Selección >>
--

Es posible que la corrupción esté
sobrevalorada, ya que los defectos más extendidos entre nuestros políticos
suelen otros: la irresponsabilidad, la ineptitud, la impostura y –por qué no
decirlo- la idiotez. Cada uno de esos defectos, por sí solo, propicia la
corrupción, pero la mezcla de todos o de algunos de ellos deriva, casi por
inercia, en corrupción inevitable, ya que se trata de una coctelería más
explosiva que la de las botellas molotov. A pesar de que tendamos a atribuir al
político corrupto una inteligencia diabólica -aunque al fin y al cabo
inteligencia-, lo frecuente es que el corrupto no pase de ser un pobre diablo.
Un pobre diablo que se ve obligado a disfrazarse de servidor público para
servirse a sí mismo, ya que no sirve para otra cosa.

--

Listado de datos >>

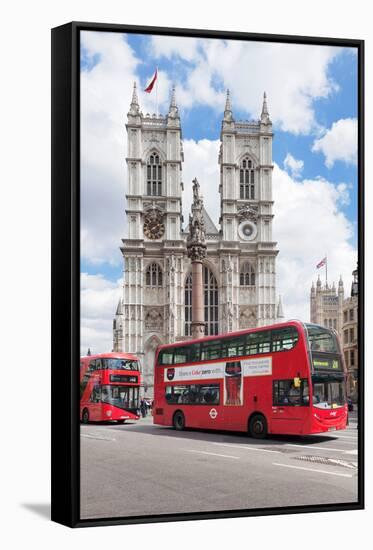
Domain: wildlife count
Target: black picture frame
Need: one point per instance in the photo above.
(66, 261)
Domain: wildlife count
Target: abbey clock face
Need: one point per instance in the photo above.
(247, 230)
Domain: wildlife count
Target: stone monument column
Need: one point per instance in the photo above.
(196, 247)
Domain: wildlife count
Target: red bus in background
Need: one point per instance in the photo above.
(288, 378)
(109, 387)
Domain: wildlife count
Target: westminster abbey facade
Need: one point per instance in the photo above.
(239, 271)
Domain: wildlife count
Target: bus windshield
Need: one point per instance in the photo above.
(120, 364)
(123, 397)
(321, 339)
(328, 392)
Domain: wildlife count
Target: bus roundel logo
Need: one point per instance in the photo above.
(213, 413)
(170, 374)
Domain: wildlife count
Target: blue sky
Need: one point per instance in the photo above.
(312, 99)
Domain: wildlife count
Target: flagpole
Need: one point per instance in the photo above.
(156, 93)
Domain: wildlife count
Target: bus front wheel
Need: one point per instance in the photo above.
(178, 421)
(258, 426)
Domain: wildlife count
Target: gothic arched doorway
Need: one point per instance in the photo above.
(211, 303)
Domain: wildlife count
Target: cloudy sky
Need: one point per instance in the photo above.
(312, 99)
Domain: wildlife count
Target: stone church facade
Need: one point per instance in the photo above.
(239, 271)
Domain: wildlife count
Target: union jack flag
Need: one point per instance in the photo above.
(320, 264)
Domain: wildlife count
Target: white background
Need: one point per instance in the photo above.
(25, 273)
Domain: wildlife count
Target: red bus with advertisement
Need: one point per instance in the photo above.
(109, 387)
(288, 378)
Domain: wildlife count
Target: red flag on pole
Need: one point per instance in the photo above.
(320, 264)
(149, 87)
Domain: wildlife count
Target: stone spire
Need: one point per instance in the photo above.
(119, 307)
(228, 115)
(280, 311)
(196, 241)
(196, 248)
(355, 282)
(134, 107)
(264, 117)
(173, 111)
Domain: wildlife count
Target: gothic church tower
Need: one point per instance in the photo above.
(246, 219)
(149, 311)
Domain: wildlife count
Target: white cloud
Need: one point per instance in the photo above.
(308, 225)
(293, 165)
(249, 69)
(99, 299)
(339, 143)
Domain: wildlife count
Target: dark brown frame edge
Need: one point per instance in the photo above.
(66, 280)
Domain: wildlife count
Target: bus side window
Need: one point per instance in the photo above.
(211, 350)
(264, 342)
(96, 394)
(284, 338)
(285, 393)
(251, 344)
(195, 353)
(166, 357)
(181, 355)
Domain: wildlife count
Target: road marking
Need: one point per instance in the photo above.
(90, 436)
(246, 447)
(311, 470)
(346, 437)
(314, 447)
(213, 454)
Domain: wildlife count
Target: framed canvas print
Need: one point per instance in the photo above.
(207, 275)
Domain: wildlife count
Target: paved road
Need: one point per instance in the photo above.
(141, 469)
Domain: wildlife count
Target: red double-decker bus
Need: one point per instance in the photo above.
(109, 387)
(288, 378)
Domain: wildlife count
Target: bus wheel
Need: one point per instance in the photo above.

--

Consignas >>
1: Traduce al inglés esta oración del texto sobre la corrupción: "A pesar de que tendamos a atribuir al político corrupto una inteligencia diabólica -aunque al fin y al cabo inteligencia-, lo frecuente es que el corrupto no pase de ser un pobre diablo."
2: Prosigue el texto sobre la corrupción a partir de su última oración.
El listado no guarda relación con el texto sobre la corrupción.

Respuestas del ejercicio >>
1: Although we tend to credit the corrupt politician with a diabolical intelligence (though intelligence all the same), more often than not the corrupt politician is nothing more than a poor devil.

2:
Los
políticos se han acogido a ese dogma según el cual deben estar bien pagados
para que a lo más selecto de nuestra sociedad le compense la renuncia al
ejercicio de su profesión en beneficio de la dedicación filantrópica a lo público,
lo que plantea un teorema dudoso, ya que todo el mundo conoce a algún que otro
alcalde o alcaldesa que ni siquiera serviría para ejercer de concejal, por no
hablar de ministros o ministras que dan la impresión de no alcanzar el nivel de
solvencia política de un alcalde pedáneo. Pero el problema verdadero se
manifiesta cuando el político bien pagado llega a la conclusión moral de que su
dedicación no está del todo bien pagada, lo que, lejos de incitarle a volver a
su selecta profesión anterior, le hace aferrarse a lo público, aunque con unas
expectativas que no le convendría que se hicieran públicas.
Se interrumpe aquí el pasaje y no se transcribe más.